Work request = Return, from the listing that follows, each line containing the word "instance".

Material shown =
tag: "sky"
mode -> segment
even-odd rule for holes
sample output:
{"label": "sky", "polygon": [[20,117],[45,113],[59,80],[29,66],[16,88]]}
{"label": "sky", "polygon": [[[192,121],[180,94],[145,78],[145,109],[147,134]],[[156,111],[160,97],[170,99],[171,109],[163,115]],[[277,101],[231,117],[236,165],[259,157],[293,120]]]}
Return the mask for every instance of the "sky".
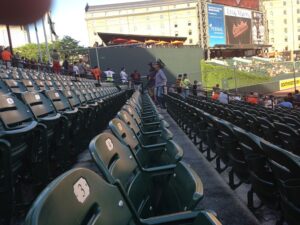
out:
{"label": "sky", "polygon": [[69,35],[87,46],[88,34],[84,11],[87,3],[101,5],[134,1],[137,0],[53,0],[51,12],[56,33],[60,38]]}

==

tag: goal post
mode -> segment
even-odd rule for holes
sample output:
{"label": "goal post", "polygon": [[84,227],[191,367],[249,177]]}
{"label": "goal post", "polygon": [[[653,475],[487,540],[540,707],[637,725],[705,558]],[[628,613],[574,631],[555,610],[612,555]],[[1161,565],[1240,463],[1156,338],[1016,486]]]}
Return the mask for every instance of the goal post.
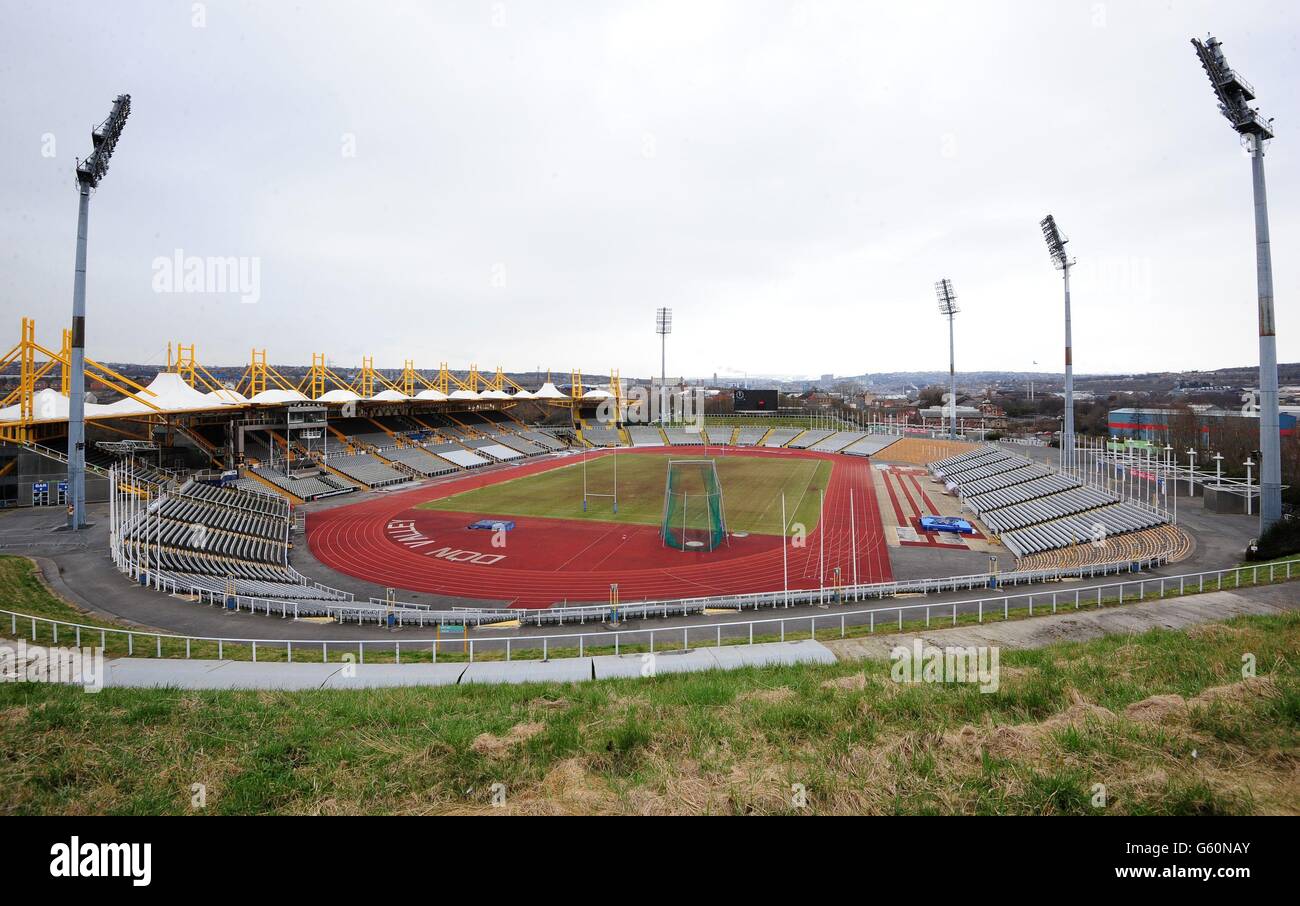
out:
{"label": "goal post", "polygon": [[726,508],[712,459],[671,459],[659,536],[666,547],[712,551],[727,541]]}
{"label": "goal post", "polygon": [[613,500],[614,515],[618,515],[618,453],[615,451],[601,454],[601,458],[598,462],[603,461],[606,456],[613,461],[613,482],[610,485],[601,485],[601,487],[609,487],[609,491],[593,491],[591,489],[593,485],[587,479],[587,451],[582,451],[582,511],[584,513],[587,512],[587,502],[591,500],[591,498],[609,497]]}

Your solution =
Return the mask for every instance of the "sky".
Return the mask for every instance of the goal post.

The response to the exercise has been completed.